───── Stored data ─────

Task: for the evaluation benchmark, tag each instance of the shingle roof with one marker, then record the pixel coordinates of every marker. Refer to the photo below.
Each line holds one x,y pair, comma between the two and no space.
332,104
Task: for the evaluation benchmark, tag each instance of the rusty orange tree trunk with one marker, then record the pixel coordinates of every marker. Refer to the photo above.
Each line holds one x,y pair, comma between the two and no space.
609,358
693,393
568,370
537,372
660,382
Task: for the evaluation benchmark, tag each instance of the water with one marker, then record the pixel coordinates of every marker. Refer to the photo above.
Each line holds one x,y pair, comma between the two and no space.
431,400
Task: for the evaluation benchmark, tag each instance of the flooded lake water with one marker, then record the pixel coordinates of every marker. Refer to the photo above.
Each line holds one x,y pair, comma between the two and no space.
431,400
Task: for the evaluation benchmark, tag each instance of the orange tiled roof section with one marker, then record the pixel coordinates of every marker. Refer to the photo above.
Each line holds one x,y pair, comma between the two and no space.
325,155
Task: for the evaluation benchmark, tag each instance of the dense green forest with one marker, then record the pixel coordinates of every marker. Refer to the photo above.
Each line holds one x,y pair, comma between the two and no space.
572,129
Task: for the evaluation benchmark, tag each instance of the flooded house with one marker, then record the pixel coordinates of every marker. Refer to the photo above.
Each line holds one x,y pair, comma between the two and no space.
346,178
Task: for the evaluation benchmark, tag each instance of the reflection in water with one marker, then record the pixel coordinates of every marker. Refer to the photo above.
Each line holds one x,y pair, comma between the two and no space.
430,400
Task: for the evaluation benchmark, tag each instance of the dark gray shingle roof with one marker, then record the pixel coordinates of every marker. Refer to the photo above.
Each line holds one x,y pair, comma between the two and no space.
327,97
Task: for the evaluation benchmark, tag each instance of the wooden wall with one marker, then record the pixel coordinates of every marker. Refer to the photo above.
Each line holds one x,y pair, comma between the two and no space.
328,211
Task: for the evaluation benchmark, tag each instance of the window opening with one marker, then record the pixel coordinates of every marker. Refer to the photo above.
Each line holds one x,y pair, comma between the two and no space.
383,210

─────

Task description:
Reproduce everything from the line containing "the flooded house" down to the end of the material, substituting "timber wall" for "wooden wall" and leaving all else unchanged.

Task result:
Task: for the evaluation benchmark, tag each instance of the flooded house with one marker, then record the pixel coordinates of every marker. Refer to the photo above.
Each line holds one x,y pair, comma between the two and no space.
346,178
Task: for the evaluation benchmark, tag each instance of the reflection in water with one marker, then record the pixel coordinates of every marker. Refer to the photo above.
Each line holds one x,y pair, comma between the two and no space.
430,400
Task: for the evaluation benchmark, tag each instance of the dark gray shingle roof with one marker, then record the pixel coordinates of every marker. Refer to the photo above.
Each line holds one x,y pair, comma between the two and no space.
327,97
Task: for the evaluation benchmark, tag each instance of the timber wall with one marker, then record the pixel coordinates of every marker. Refer to the photo above.
Each line holds one x,y pair, comma between the two and no space.
328,211
Task: for the evaluation benchmark, tag each instance of the window opening with one marker, then record the pixel coordinates of every marker. Refer to the photo above.
Each line holds one x,y pair, comma between the two and no space.
383,210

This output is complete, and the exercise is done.